■ Work to complete ■
Examine each line of the data, and copy the ones containing "flower".

───── The data

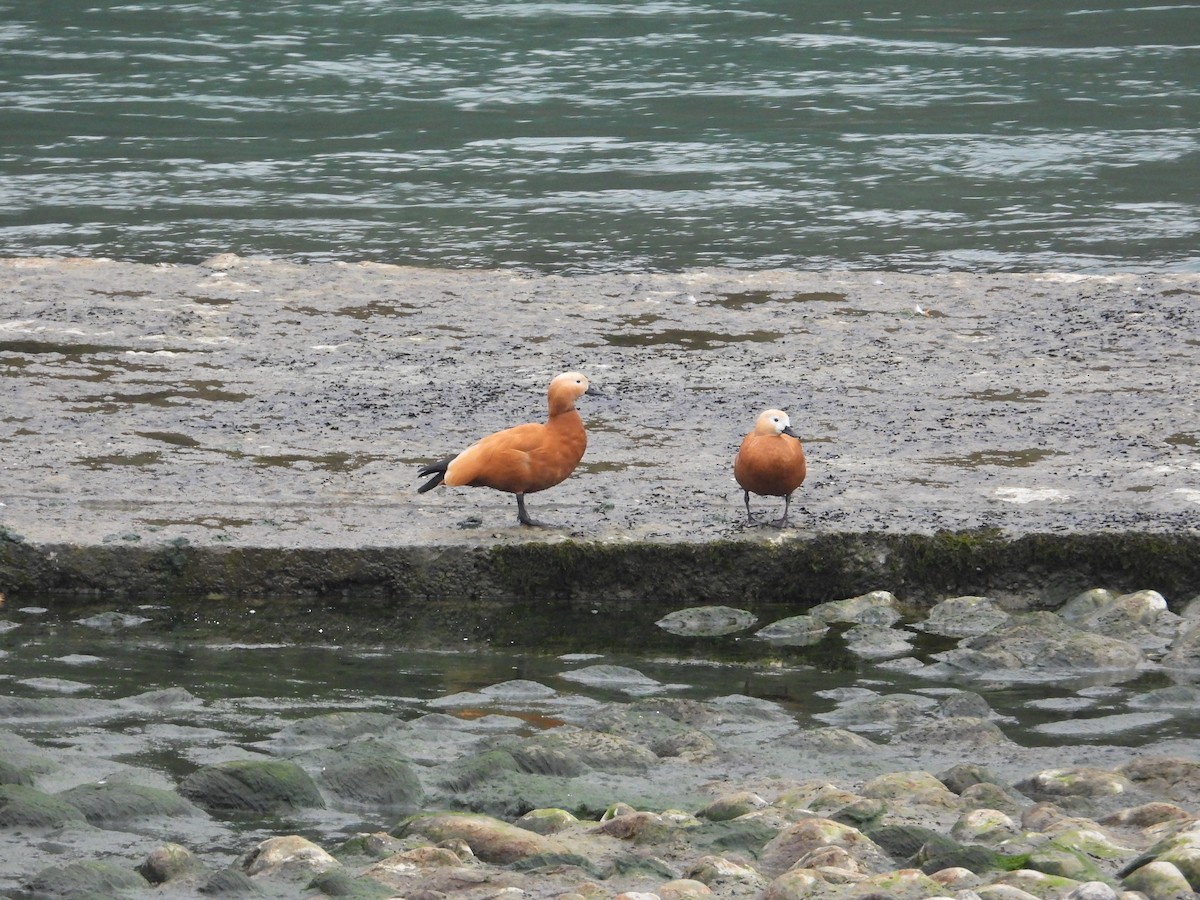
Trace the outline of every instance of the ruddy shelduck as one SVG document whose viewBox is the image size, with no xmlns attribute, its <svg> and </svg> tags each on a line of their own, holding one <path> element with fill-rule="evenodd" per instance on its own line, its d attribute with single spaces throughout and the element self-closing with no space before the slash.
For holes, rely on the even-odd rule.
<svg viewBox="0 0 1200 900">
<path fill-rule="evenodd" d="M 579 372 L 564 372 L 550 382 L 550 417 L 543 425 L 515 425 L 476 441 L 457 456 L 448 456 L 420 469 L 432 475 L 417 489 L 423 494 L 439 484 L 451 487 L 490 487 L 517 495 L 517 519 L 536 525 L 525 511 L 525 495 L 554 487 L 575 471 L 587 449 L 587 432 L 575 401 L 588 389 Z"/>
<path fill-rule="evenodd" d="M 783 518 L 775 524 L 786 525 L 792 494 L 807 474 L 804 445 L 800 435 L 792 431 L 788 414 L 781 409 L 761 413 L 733 457 L 733 477 L 746 492 L 746 521 L 753 521 L 750 494 L 755 493 L 783 498 Z"/>
</svg>

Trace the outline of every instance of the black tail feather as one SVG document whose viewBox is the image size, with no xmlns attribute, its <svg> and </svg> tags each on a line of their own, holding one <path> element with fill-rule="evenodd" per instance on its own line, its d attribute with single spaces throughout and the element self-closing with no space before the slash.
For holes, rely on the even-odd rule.
<svg viewBox="0 0 1200 900">
<path fill-rule="evenodd" d="M 450 461 L 452 459 L 454 459 L 453 456 L 447 456 L 445 459 L 439 459 L 437 462 L 431 462 L 427 466 L 421 466 L 421 468 L 417 470 L 417 474 L 420 477 L 424 478 L 426 475 L 432 475 L 433 477 L 417 488 L 417 493 L 423 494 L 426 491 L 432 491 L 435 487 L 445 481 L 446 469 L 450 467 Z"/>
</svg>

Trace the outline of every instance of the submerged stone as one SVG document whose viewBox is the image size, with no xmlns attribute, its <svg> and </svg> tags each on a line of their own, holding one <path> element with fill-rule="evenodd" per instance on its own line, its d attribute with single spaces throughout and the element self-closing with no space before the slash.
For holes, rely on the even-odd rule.
<svg viewBox="0 0 1200 900">
<path fill-rule="evenodd" d="M 25 885 L 33 897 L 119 897 L 149 887 L 133 869 L 99 860 L 67 863 L 38 872 Z"/>
<path fill-rule="evenodd" d="M 61 797 L 25 785 L 0 785 L 0 828 L 62 828 L 85 821 L 83 812 Z"/>
<path fill-rule="evenodd" d="M 172 791 L 121 781 L 81 784 L 58 796 L 101 828 L 135 825 L 151 816 L 202 815 L 199 808 Z"/>
<path fill-rule="evenodd" d="M 204 766 L 179 792 L 211 812 L 278 813 L 321 808 L 325 801 L 302 768 L 287 760 L 234 760 Z"/>
<path fill-rule="evenodd" d="M 690 637 L 717 637 L 745 631 L 758 616 L 731 606 L 695 606 L 668 613 L 654 624 L 671 634 Z"/>
</svg>

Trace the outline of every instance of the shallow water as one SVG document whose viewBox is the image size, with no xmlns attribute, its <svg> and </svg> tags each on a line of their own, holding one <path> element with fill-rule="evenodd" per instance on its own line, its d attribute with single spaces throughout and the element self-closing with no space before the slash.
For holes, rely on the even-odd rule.
<svg viewBox="0 0 1200 900">
<path fill-rule="evenodd" d="M 1023 774 L 1052 765 L 1063 754 L 1112 760 L 1112 752 L 1123 748 L 1152 756 L 1173 743 L 1191 747 L 1194 742 L 1187 739 L 1194 737 L 1197 724 L 1194 690 L 1186 682 L 1177 686 L 1183 693 L 1175 695 L 1173 705 L 1150 702 L 1157 689 L 1174 684 L 1162 672 L 968 682 L 913 674 L 903 658 L 872 662 L 855 656 L 840 629 L 808 647 L 769 645 L 747 628 L 719 637 L 650 630 L 633 647 L 615 642 L 597 622 L 590 630 L 572 628 L 572 652 L 538 649 L 536 640 L 504 647 L 464 643 L 461 651 L 433 652 L 332 642 L 221 641 L 178 622 L 168 624 L 161 607 L 76 620 L 44 607 L 13 606 L 0 621 L 0 760 L 33 773 L 37 788 L 49 794 L 105 781 L 174 791 L 208 764 L 264 753 L 303 760 L 314 746 L 353 739 L 352 732 L 339 732 L 338 723 L 353 728 L 361 721 L 353 718 L 359 712 L 381 714 L 369 725 L 376 731 L 401 729 L 394 739 L 417 768 L 430 773 L 422 776 L 427 790 L 440 785 L 426 798 L 435 809 L 453 805 L 457 790 L 446 793 L 440 780 L 446 770 L 438 767 L 466 747 L 563 724 L 586 727 L 598 710 L 643 697 L 742 695 L 770 701 L 802 729 L 848 728 L 880 745 L 884 758 L 894 757 L 886 763 L 873 758 L 847 763 L 862 771 L 881 764 L 911 767 L 917 745 L 901 742 L 889 750 L 892 735 L 928 721 L 938 714 L 939 703 L 963 690 L 981 694 L 1004 735 L 1015 742 L 990 748 L 988 765 L 1016 766 Z M 623 625 L 607 624 L 609 631 Z M 581 634 L 591 636 L 590 647 Z M 912 653 L 905 656 L 929 661 L 951 643 L 917 632 Z M 614 646 L 621 652 L 613 652 Z M 896 699 L 915 712 L 902 713 L 897 722 L 856 713 L 856 703 L 877 697 Z M 330 714 L 350 715 L 326 718 Z M 767 733 L 755 738 L 753 726 L 738 726 L 745 728 L 751 729 L 747 739 L 755 746 L 762 746 L 755 741 L 770 741 Z M 936 754 L 944 748 L 929 749 Z M 972 745 L 966 752 L 982 754 L 984 748 Z M 721 765 L 735 763 L 727 760 L 714 772 Z M 746 777 L 744 767 L 739 771 Z M 835 777 L 821 771 L 822 778 Z M 859 769 L 855 772 L 853 777 L 860 777 Z M 765 770 L 762 775 L 775 777 Z M 655 776 L 657 789 L 671 797 L 668 805 L 686 803 L 675 792 L 693 789 L 672 780 L 679 778 L 678 772 Z M 608 784 L 607 790 L 620 799 L 621 788 Z M 336 848 L 355 834 L 393 827 L 401 814 L 335 804 L 269 816 L 173 817 L 130 823 L 128 831 L 112 824 L 68 825 L 32 842 L 21 828 L 5 828 L 0 830 L 0 893 L 72 860 L 121 860 L 131 868 L 164 840 L 182 843 L 210 870 L 233 865 L 259 841 L 280 834 L 300 834 Z M 198 896 L 186 886 L 174 890 L 166 896 Z"/>
<path fill-rule="evenodd" d="M 1197 10 L 0 0 L 0 241 L 1195 271 Z"/>
</svg>

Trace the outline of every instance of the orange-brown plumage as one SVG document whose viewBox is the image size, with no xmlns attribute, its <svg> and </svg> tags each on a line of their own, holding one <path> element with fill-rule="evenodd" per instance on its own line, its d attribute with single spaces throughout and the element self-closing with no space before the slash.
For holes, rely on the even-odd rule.
<svg viewBox="0 0 1200 900">
<path fill-rule="evenodd" d="M 808 462 L 800 436 L 792 431 L 787 413 L 768 409 L 759 415 L 754 430 L 742 440 L 733 458 L 733 477 L 745 491 L 746 519 L 750 520 L 750 494 L 783 497 L 783 518 L 776 524 L 786 525 L 792 494 L 804 483 Z"/>
<path fill-rule="evenodd" d="M 451 487 L 490 487 L 517 497 L 517 518 L 535 524 L 525 512 L 525 495 L 554 487 L 575 471 L 587 449 L 587 432 L 575 401 L 588 389 L 587 377 L 564 372 L 550 382 L 550 415 L 545 424 L 515 425 L 476 441 L 457 456 L 431 463 L 420 475 L 435 477 L 424 493 L 446 483 Z"/>
</svg>

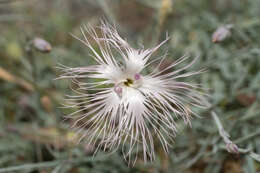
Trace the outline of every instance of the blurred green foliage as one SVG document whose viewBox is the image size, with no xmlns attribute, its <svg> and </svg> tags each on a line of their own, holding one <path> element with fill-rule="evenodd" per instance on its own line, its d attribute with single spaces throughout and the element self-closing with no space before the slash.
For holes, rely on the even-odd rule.
<svg viewBox="0 0 260 173">
<path fill-rule="evenodd" d="M 187 172 L 254 173 L 260 164 L 249 154 L 231 154 L 218 134 L 210 111 L 194 118 L 192 128 L 180 122 L 168 156 L 128 167 L 120 152 L 98 152 L 76 145 L 69 122 L 59 109 L 71 91 L 55 81 L 55 66 L 93 63 L 80 26 L 116 23 L 124 38 L 151 47 L 172 38 L 161 49 L 169 61 L 184 53 L 200 56 L 193 67 L 208 71 L 196 79 L 209 88 L 212 109 L 231 139 L 260 153 L 260 1 L 259 0 L 0 0 L 0 172 Z M 231 36 L 212 42 L 213 32 L 233 24 Z M 40 37 L 49 53 L 32 47 Z M 158 149 L 159 150 L 159 149 Z M 18 166 L 18 167 L 17 167 Z M 7 168 L 7 169 L 1 169 Z"/>
</svg>

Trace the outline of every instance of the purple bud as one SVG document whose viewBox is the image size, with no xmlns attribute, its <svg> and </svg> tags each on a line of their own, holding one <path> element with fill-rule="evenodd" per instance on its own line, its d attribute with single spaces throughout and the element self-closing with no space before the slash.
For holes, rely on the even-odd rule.
<svg viewBox="0 0 260 173">
<path fill-rule="evenodd" d="M 230 153 L 235 153 L 238 154 L 238 146 L 236 144 L 234 144 L 233 142 L 226 144 L 227 150 Z"/>
<path fill-rule="evenodd" d="M 231 35 L 230 29 L 233 26 L 231 24 L 219 27 L 212 35 L 212 42 L 218 43 Z"/>
<path fill-rule="evenodd" d="M 33 40 L 33 46 L 36 50 L 43 53 L 49 53 L 52 49 L 51 44 L 42 38 L 35 38 Z"/>
</svg>

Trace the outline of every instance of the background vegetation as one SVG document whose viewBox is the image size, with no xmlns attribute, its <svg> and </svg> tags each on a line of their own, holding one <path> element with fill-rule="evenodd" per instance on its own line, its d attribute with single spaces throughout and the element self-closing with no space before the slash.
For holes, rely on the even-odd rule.
<svg viewBox="0 0 260 173">
<path fill-rule="evenodd" d="M 170 154 L 157 148 L 153 163 L 128 167 L 120 152 L 92 159 L 94 146 L 77 145 L 62 123 L 73 110 L 58 108 L 70 90 L 53 80 L 55 66 L 91 63 L 69 33 L 81 37 L 80 26 L 100 18 L 116 23 L 135 47 L 154 46 L 167 31 L 172 39 L 161 51 L 169 50 L 169 62 L 190 53 L 200 55 L 195 69 L 208 69 L 190 80 L 210 88 L 212 108 L 192 128 L 180 122 Z M 226 24 L 231 35 L 216 43 L 212 34 Z M 37 47 L 38 37 L 51 47 Z M 0 172 L 259 172 L 259 45 L 259 0 L 0 0 Z M 219 122 L 239 149 L 226 146 Z"/>
</svg>

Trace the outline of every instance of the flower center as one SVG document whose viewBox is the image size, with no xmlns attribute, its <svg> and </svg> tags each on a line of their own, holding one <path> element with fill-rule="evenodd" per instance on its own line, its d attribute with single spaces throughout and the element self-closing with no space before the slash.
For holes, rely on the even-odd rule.
<svg viewBox="0 0 260 173">
<path fill-rule="evenodd" d="M 116 83 L 114 86 L 114 92 L 119 96 L 122 97 L 123 88 L 124 87 L 132 87 L 132 88 L 139 88 L 142 85 L 141 75 L 135 74 L 132 78 L 126 78 L 119 83 Z"/>
<path fill-rule="evenodd" d="M 124 82 L 125 86 L 128 86 L 128 87 L 133 85 L 133 83 L 134 83 L 134 81 L 129 78 L 127 78 L 126 81 Z"/>
</svg>

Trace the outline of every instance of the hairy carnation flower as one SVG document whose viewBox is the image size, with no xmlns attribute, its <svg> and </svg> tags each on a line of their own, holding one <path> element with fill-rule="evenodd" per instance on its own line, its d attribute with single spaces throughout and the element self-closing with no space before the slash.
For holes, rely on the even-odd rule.
<svg viewBox="0 0 260 173">
<path fill-rule="evenodd" d="M 75 119 L 73 127 L 82 135 L 80 140 L 86 139 L 97 150 L 116 150 L 121 144 L 125 158 L 134 157 L 134 161 L 138 153 L 144 161 L 153 160 L 158 141 L 168 152 L 177 132 L 176 119 L 190 124 L 195 114 L 192 107 L 207 107 L 199 85 L 178 81 L 202 72 L 183 73 L 196 59 L 173 71 L 189 59 L 184 56 L 160 71 L 166 55 L 150 58 L 168 38 L 151 49 L 134 49 L 107 24 L 98 29 L 101 36 L 92 27 L 81 31 L 84 39 L 77 39 L 92 51 L 97 64 L 78 68 L 62 65 L 59 77 L 71 79 L 78 87 L 73 89 L 77 95 L 68 96 L 68 107 L 80 108 L 69 115 Z M 155 63 L 157 67 L 146 74 L 144 69 Z"/>
</svg>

──────────

■ Solution below ■
Trace the outline of every instance of the flower center as one SVG document whose viewBox is the image size, with no xmlns attribute, its <svg> and </svg> tags each on a line of their own, holding one <path> element with fill-rule="evenodd" per instance on its own line, its d attribute with single spaces throughout and the element self-closing with no space before the slash.
Trace the outline of every instance of the hairy carnation flower as one SVG document whose viewBox is the image size, with no xmlns attribute, its <svg> and </svg> tags each on a line of their own, holding one <path> element with fill-rule="evenodd" per instance on its own line, its d attribute with single spaces throughout and the element self-closing with no space before the slash.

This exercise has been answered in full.